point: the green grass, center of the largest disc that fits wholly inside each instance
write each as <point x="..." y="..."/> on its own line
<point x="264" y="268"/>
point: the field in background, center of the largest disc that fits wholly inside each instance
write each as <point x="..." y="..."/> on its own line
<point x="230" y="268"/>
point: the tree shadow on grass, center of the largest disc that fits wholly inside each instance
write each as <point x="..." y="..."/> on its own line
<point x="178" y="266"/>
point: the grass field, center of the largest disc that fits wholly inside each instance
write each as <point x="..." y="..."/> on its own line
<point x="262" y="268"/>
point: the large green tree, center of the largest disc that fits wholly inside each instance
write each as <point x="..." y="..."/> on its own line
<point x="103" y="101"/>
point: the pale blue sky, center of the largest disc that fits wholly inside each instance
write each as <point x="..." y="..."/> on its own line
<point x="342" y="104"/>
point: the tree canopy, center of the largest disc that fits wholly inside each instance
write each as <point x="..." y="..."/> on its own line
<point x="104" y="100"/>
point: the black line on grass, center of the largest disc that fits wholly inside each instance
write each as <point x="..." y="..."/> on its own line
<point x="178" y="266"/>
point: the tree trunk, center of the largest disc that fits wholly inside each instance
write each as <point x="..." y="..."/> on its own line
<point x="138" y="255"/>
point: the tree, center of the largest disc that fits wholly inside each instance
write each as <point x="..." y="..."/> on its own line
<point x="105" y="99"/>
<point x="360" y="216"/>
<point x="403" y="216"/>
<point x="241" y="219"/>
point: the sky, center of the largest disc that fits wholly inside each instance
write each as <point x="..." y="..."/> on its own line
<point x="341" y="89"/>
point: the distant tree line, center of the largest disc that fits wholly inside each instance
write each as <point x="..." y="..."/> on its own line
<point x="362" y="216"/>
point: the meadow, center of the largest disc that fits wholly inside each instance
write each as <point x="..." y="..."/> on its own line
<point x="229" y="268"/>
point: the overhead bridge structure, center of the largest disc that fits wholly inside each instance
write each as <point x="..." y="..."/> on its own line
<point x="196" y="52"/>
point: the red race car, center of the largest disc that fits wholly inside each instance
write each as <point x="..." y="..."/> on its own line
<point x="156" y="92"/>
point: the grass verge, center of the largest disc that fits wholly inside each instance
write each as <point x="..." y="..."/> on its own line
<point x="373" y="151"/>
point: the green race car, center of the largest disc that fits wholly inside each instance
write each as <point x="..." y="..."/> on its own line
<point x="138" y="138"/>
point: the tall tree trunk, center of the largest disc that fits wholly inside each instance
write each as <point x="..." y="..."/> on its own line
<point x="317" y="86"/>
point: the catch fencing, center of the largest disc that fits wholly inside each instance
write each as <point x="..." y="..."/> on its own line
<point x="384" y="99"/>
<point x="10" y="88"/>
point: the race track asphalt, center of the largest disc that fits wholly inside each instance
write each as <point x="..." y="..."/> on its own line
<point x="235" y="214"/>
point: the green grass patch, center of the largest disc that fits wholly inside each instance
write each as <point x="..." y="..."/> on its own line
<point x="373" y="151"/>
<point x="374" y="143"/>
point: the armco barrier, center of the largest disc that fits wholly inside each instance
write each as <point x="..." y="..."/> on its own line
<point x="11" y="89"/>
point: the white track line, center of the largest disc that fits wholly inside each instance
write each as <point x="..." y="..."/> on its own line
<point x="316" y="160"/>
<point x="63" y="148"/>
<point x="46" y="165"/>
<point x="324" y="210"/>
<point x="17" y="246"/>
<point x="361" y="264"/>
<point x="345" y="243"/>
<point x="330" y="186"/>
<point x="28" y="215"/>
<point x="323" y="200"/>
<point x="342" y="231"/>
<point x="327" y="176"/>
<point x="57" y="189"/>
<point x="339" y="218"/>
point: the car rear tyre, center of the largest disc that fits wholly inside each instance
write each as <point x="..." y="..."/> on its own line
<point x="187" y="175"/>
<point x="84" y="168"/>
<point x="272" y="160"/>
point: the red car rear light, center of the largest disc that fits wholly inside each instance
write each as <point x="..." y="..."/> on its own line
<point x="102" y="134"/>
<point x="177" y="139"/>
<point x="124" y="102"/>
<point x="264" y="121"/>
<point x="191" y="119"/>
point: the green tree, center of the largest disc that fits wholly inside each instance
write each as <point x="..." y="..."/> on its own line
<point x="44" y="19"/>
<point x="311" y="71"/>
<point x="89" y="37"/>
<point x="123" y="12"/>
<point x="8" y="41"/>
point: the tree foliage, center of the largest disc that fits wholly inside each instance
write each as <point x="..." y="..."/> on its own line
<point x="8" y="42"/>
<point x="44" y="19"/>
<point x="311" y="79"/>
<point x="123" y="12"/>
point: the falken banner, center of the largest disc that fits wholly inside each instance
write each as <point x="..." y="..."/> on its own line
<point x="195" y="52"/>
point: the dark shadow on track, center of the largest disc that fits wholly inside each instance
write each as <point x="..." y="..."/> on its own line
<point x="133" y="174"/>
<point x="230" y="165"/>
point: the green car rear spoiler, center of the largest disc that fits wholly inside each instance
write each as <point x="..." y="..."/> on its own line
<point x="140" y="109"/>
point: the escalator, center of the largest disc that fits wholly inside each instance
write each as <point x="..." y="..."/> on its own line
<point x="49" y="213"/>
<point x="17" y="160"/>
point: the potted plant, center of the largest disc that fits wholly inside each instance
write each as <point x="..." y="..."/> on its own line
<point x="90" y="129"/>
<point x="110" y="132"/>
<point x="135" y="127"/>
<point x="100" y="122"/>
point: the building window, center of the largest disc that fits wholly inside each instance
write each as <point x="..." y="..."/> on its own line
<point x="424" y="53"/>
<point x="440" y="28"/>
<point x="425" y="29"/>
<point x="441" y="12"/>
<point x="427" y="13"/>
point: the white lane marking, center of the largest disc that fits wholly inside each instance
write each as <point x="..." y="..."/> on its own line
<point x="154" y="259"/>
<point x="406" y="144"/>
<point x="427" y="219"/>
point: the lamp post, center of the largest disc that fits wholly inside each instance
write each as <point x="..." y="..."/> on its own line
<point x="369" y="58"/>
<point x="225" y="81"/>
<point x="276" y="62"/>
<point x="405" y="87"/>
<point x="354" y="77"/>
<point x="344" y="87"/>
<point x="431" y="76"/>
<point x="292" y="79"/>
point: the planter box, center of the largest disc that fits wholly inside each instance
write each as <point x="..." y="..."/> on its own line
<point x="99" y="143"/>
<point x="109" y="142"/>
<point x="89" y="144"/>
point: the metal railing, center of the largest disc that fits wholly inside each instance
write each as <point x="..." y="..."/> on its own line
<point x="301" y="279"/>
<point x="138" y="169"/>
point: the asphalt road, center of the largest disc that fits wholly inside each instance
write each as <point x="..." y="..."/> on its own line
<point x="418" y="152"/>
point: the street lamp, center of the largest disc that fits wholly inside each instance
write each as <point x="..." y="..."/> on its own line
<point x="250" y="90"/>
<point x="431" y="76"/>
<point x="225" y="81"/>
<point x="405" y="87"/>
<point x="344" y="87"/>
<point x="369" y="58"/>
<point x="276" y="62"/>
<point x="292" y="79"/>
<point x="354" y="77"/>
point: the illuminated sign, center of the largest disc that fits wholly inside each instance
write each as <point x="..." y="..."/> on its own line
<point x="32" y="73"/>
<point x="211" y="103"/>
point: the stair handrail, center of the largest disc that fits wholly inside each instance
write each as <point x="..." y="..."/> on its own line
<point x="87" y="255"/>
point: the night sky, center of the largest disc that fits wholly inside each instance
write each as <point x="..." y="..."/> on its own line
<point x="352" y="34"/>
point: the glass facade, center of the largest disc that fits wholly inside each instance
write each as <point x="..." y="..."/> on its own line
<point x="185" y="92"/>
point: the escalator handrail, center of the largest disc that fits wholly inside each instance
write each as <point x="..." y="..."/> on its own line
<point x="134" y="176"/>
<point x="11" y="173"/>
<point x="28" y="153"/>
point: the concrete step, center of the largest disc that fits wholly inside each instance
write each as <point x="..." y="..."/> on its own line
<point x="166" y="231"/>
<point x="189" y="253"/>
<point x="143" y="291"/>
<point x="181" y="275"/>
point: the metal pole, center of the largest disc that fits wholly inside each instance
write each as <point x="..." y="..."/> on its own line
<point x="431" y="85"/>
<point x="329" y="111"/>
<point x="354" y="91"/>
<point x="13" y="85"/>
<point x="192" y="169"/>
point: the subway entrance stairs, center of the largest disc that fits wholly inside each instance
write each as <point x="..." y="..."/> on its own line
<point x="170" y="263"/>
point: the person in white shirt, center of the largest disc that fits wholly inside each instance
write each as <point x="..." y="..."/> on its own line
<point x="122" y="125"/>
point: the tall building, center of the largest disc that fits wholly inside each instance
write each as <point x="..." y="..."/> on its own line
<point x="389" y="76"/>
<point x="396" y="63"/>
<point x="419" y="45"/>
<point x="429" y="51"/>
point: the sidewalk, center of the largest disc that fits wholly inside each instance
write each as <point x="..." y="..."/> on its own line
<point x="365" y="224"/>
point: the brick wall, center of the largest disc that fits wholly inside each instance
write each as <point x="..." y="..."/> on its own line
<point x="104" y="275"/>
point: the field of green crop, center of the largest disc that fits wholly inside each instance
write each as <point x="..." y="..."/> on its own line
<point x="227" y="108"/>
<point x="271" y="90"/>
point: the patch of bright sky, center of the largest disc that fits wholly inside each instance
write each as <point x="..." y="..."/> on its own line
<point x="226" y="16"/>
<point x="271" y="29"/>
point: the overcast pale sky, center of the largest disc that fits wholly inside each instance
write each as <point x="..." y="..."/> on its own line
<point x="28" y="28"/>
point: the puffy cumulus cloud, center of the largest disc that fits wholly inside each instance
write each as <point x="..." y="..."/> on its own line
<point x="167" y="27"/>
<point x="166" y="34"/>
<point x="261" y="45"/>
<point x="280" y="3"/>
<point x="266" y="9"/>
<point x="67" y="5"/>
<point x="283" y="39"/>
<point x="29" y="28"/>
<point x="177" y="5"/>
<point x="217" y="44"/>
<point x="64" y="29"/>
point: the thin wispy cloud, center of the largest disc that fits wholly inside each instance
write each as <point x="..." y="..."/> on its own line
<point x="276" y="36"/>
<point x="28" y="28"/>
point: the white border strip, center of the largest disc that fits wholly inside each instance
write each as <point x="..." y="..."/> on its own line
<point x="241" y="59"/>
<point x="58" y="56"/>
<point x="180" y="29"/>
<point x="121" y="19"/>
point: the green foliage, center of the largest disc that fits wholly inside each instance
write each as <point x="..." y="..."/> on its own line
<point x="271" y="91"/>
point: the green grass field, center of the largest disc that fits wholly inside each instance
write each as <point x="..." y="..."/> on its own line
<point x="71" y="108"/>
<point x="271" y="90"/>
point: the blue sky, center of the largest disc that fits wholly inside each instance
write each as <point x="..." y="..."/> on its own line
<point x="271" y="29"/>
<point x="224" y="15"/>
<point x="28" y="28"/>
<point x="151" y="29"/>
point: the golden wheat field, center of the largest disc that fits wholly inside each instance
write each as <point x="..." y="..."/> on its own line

→ **Work to complete**
Reproduce the lines of the rows verbatim, from the line containing "point: the golden" through the end of the rows, including both ends.

→ **Written response**
point: the golden wheat field, center of the largest disc that fits wholly inside each instance
write each as <point x="..." y="..."/> on its own line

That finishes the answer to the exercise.